**Aim of the task**. Pictures aside, can you reproduce the records word for word?

Segment Start: Data for this task

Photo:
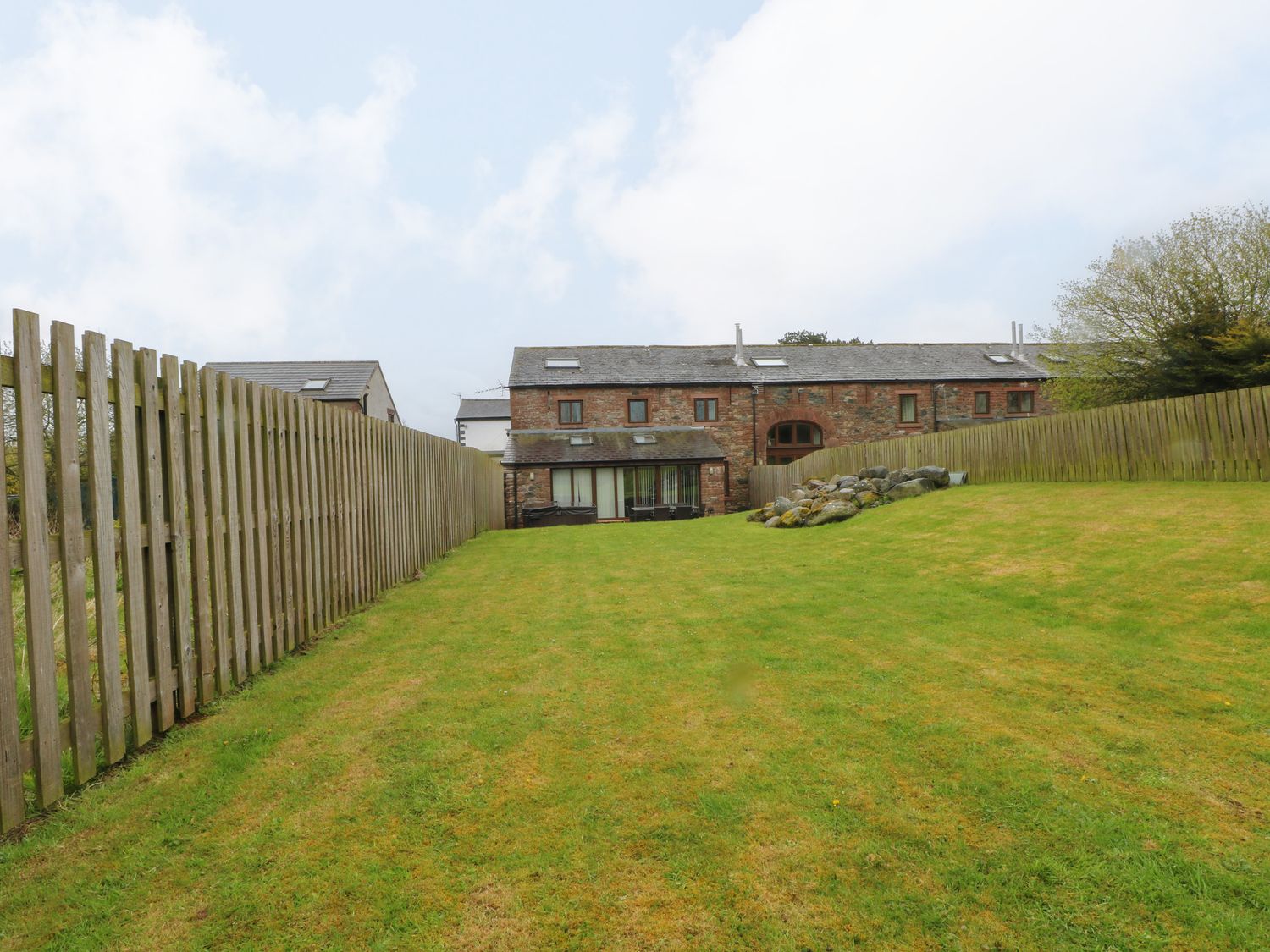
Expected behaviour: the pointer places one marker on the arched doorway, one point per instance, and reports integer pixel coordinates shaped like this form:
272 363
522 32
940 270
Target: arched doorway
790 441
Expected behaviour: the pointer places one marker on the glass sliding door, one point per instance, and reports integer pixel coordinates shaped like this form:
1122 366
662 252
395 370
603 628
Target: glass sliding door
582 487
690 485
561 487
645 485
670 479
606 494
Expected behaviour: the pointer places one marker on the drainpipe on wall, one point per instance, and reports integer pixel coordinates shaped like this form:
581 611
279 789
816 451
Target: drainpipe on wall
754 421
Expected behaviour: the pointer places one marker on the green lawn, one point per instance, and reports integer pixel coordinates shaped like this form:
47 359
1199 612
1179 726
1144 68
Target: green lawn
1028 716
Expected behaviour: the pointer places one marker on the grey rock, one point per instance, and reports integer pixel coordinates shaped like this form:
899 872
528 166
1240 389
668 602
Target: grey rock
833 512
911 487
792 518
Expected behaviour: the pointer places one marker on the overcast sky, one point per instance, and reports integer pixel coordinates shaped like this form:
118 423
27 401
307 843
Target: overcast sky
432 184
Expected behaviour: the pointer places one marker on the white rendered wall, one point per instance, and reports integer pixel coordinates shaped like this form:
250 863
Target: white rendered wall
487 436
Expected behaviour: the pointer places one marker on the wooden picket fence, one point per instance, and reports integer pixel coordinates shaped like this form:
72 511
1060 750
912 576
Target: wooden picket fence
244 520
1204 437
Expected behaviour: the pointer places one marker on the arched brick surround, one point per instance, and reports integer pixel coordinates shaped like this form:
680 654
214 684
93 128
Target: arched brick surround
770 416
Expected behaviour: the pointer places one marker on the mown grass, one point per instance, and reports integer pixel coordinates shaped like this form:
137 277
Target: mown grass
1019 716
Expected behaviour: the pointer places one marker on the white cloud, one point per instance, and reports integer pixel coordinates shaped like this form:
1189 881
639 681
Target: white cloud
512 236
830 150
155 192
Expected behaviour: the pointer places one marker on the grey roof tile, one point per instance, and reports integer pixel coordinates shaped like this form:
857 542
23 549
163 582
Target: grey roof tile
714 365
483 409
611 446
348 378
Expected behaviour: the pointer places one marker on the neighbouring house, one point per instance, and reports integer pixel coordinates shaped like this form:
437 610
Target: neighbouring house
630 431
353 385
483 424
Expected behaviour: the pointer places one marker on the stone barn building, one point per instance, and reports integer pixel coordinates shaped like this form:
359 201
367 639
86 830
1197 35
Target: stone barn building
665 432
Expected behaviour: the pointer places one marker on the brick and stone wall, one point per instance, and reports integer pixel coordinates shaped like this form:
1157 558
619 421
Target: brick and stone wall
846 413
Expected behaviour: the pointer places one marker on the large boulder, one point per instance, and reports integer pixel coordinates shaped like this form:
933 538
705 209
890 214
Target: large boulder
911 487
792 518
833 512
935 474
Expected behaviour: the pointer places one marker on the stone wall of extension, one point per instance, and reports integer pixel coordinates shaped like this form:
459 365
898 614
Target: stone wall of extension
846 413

Segment End: Data for this task

**Response below**.
Photo:
Expected behaviour: the pointer places one marker on the arched doorway, one point per instance, and reports integer pixel coordinates shaped like this form:
272 363
522 32
940 270
Target: arched doorway
790 441
Expected behaviour: the pointer places one marker on the glass sliding door, one point per instance, and reports integer pixel coordinates shaped like this form:
1122 366
662 252
395 370
603 628
Target: glass sliding door
582 487
690 485
561 487
645 485
670 479
606 494
Expected behaviour: the pointer places one marker on the drainpipe on wall, one point per instance, and reports integer pixel coordinates shaped like this form:
581 611
279 789
816 451
Target: drainpipe on wall
754 421
Expected behaviour: the pointer places one marker on the green lawn, one point per instance, and reports integer pixel coordinates shaped like this form:
47 359
1199 612
1179 726
1144 68
Target: green lawn
1028 716
Expected behaviour: the pointer places one marker on the grey rock, one point per instance, and reports integer pixel coordinates shaped like this form:
899 872
528 166
1240 389
668 602
Target: grey rock
833 512
911 487
792 518
Expected behaviour: the pointer places one marker on the overcast sky, one point per instance, and reports integer pixel coordinates shaped like this form:
118 423
27 401
307 843
Target: overcast sky
432 184
Expected behaviour: the pointer places one marker on the white rendered wall, one point per instance, and reports integer pixel coordinates shaped like this form:
250 863
Target: white rendered wall
487 436
Expected behaviour: the pointer places one marker on the wooden picket fence, one point per instance, and reports integer pixel coordinates shaped like this form:
72 511
1060 750
912 576
Target: wooden picket fence
244 520
1204 437
Expected behaviour: the pointer places one marker on the arched brick surround, one point per instance, and reports integer pixel coordinates shaped like this form:
680 654
214 684
93 128
Target: arched brick surround
770 416
Expected behaviour: the pointer places one marker on the mown grass, one point per instance, and reports integer pixel coordinates shaped like this form:
137 277
Target: mown grass
1019 716
Expected behaviour: the pointer places one marker on the white cloud, one point per instance, and reports integer pixel coordinates shaped like this form:
1189 881
639 681
Target: white cloud
512 236
830 150
155 192
Expected behaviour: the pointer places one marker on the grey roof tile, one point per instance, and reports integer pixel coordinates shaped like this form:
857 542
23 549
163 582
Target: grey roof tile
714 365
483 409
611 446
348 378
Expected behaviour: the pointer places one marker on the neighbouring house, one point per instance, and reports integer pixel coordinates shaped like this form:
437 610
Target: neighbouring house
630 431
353 385
483 424
Expected behaviour: the pointer places one marker on the stone barn building, one point per instance, and reports integer pixel coordinates shaped like this form:
359 201
367 639
86 830
1197 35
Target: stone barn building
665 432
Expected behaviour: the pointer places one marker on the brick and stone wall, one point per instance, and reports integer pixel coordinates shaped like this form:
1157 558
619 421
Target: brick and stone wall
846 413
Expected behaviour: the pointer places one marker on the large boulder, one point per instance, and reports integer pixel coordinates shaped like this form:
933 538
705 209
890 214
Target: large boulder
911 487
792 518
833 512
935 474
Expected behaviour: the pointer places one marker on the stone wall of extension, one point per instance, and reports integer pixel coordinates shaped like this form:
459 365
898 614
Target: stone wall of extension
846 413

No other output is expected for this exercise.